(Beginning of Supplied text)

Manhattan College Professor Offers Perspective on Boston Bombings Recovery
Don't push witnesses into psychotherapy prematurely, says Nuwan Jayawickreme, an expert on large-scale traumatic events
Last month’s Boston Marathon bombings resulted in several quantifiable consequences: three dead, 260 wounded and at least 15 amputees. In contrast, the psychological toll is far more difficult to measure; yet we know it’s there. And while most witnesses to the explosions will eventually move past any anxiety and depression lingering now, it’s a sure bet that a small subset of them will eventually see those symptoms manifest in Post Traumatic Stress Disorder.
Just who does and doesn’t slip into PTSD is a distinction that Nuwan Jayawickreme, Ph.D., assistant professor of psychology at Manhattan College, will be watching closely. Jayawickreme is an expert on how communities react to and recover from large-scale traumatic events like war, natural disasters and acts of terror. And he has a word of advice to Boston leaders: don’t push people toward talk therapy immediately. Instead, concentrate on improving the city’s day-to-day quality of life.

(End of Supplied text)

**List of tasks:**
(a) Using the article on the Boston bombings recovery, mark each statement yes or no and quote the words that decide it: (i) The bombings left 260 people wounded. (ii) Jayawickreme advises Boston leaders to steer people toward talk therapy right away. (iii) Jayawickreme is a professor of sociology.
(b) According to the article on the Boston bombings recovery, what should Boston leaders concentrate on instead of talk therapy?

(Beginning of Provided data)

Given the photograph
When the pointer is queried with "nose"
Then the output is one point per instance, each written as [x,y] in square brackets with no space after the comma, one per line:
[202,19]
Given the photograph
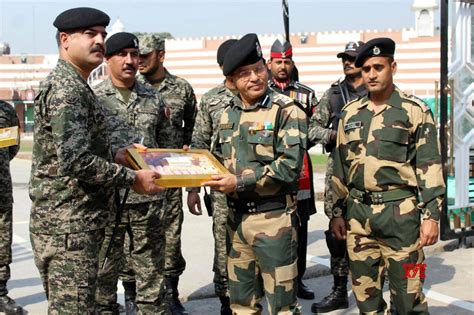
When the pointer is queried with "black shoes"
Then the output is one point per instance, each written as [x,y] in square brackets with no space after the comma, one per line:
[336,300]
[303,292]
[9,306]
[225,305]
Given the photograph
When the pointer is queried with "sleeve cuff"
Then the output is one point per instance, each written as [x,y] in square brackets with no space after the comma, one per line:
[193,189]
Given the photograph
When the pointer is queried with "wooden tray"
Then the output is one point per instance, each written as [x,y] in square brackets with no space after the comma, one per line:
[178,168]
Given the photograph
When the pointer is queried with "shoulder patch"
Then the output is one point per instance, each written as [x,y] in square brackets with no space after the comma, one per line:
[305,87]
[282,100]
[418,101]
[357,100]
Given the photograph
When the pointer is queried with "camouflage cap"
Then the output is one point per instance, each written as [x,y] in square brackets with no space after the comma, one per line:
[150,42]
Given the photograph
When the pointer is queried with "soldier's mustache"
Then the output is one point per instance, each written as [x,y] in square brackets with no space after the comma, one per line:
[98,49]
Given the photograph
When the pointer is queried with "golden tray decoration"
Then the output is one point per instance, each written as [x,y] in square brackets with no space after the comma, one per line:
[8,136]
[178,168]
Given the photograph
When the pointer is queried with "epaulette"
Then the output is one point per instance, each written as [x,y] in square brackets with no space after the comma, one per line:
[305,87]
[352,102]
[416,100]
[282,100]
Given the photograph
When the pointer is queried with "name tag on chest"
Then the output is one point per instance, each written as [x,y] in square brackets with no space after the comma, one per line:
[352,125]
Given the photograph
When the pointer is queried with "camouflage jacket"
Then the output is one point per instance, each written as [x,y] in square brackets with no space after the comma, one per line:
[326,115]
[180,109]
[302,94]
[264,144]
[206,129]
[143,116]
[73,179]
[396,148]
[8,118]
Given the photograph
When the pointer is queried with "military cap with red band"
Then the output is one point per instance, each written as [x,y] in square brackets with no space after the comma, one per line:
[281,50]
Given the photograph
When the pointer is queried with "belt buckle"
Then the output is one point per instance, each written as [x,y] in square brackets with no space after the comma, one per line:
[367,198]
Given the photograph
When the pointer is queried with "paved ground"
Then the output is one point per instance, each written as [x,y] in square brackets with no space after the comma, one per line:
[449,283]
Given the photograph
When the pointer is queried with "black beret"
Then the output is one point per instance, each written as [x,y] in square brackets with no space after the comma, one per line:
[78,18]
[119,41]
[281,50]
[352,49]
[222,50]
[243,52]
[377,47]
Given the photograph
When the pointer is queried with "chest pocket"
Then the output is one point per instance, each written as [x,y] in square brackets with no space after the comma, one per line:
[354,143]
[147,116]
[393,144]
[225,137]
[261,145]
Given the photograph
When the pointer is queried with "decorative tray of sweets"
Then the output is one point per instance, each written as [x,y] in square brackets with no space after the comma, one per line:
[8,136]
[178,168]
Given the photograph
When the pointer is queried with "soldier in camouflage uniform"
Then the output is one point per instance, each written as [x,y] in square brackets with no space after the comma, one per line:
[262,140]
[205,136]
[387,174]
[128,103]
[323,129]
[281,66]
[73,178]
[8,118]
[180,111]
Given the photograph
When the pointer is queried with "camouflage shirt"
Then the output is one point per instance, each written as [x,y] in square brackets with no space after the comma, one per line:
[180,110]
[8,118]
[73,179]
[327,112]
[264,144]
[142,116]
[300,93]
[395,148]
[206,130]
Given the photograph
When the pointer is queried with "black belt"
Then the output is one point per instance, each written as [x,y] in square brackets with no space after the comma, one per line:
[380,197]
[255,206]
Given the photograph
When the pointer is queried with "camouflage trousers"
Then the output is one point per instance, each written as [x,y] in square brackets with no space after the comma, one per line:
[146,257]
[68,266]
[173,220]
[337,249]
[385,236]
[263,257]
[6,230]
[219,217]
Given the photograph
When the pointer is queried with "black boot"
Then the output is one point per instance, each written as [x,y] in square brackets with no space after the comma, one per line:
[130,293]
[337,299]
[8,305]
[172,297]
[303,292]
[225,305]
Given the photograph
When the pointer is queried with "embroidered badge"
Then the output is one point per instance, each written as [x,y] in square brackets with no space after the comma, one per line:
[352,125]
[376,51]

(End of Provided data)

**Per-task outputs:**
(a)
(i) Yes: "three dead, 260 wounded and at least 15 amputees"
(ii) No: "don’t push people toward talk therapy immediately"
(iii) No: "assistant professor of psychology at Manhattan College"

(b) Improving the city’s day-to-day quality of life.